Task requirements: Please pull out every line of the material below that contains the string "logo". Case counts, so match capital and lowercase letters as given.

Data provided:
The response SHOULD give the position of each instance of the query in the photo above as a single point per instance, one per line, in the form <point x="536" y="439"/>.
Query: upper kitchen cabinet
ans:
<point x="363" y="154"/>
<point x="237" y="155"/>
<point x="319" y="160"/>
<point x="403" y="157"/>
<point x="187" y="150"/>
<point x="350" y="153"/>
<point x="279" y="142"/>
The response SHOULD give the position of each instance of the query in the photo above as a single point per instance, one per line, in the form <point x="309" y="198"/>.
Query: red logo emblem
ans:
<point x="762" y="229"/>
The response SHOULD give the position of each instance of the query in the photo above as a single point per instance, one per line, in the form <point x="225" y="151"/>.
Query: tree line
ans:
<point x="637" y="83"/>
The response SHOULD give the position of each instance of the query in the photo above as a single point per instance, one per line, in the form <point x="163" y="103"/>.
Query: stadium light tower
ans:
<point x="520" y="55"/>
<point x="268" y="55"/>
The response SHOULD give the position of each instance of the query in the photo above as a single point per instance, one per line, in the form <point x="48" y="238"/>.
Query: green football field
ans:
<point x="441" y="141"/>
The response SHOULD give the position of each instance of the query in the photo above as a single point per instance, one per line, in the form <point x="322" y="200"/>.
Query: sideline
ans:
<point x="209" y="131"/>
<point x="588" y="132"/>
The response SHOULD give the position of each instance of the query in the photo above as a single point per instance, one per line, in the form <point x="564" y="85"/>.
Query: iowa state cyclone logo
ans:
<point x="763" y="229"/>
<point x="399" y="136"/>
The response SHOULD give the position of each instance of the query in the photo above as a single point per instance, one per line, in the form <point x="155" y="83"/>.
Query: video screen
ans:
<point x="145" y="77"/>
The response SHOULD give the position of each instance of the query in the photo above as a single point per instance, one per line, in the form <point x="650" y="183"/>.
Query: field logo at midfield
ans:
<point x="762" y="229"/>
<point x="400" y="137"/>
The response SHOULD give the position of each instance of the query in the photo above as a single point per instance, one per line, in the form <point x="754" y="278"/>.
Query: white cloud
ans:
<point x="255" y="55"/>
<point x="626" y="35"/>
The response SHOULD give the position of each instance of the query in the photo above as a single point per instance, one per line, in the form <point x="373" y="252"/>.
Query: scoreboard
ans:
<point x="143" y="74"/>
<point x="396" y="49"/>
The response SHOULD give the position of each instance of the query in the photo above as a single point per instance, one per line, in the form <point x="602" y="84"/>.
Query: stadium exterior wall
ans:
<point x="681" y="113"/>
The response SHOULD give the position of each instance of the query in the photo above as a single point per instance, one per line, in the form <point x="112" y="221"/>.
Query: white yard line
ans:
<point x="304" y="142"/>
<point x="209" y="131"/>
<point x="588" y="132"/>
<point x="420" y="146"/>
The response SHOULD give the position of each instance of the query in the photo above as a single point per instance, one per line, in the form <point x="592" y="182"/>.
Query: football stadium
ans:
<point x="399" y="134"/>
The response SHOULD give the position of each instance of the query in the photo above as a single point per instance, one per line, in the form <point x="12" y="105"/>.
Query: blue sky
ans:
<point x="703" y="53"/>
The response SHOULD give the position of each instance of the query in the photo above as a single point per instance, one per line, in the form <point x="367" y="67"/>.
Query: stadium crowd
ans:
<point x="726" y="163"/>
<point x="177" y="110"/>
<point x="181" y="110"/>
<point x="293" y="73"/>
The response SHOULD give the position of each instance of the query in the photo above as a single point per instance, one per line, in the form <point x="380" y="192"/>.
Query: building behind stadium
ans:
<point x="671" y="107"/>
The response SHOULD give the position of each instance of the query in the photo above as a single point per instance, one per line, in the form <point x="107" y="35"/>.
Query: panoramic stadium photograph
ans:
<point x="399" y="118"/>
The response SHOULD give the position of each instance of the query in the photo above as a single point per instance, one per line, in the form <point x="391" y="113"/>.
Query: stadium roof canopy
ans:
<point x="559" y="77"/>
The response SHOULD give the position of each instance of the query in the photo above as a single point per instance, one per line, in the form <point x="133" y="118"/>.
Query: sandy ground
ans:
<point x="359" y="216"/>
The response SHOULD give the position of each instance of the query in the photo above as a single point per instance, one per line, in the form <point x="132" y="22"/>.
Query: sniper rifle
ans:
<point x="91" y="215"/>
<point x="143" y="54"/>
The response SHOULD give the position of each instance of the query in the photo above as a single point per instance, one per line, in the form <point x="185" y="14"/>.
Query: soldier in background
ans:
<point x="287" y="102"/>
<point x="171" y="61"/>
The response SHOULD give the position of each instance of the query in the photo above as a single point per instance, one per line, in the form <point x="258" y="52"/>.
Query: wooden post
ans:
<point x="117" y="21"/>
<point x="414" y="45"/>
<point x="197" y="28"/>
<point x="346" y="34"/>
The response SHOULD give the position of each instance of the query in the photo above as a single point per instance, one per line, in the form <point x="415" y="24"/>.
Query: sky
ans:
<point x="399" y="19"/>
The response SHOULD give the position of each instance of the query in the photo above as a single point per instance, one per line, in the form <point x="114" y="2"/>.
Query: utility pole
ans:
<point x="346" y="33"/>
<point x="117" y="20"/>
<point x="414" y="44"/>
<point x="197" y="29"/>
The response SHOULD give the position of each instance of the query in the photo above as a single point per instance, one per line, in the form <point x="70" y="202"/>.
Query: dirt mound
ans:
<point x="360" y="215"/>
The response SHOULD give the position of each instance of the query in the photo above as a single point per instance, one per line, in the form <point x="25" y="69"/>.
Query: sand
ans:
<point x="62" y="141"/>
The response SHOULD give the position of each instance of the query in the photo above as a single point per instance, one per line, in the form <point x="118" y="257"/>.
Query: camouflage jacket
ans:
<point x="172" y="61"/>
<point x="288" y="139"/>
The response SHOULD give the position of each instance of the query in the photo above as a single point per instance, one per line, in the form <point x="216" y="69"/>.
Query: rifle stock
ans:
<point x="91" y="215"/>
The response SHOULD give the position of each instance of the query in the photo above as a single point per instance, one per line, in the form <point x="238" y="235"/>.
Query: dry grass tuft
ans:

Answer for this exercise:
Query: red logo emblem
Query: iowa state cyclone logo
Query: field logo at midfield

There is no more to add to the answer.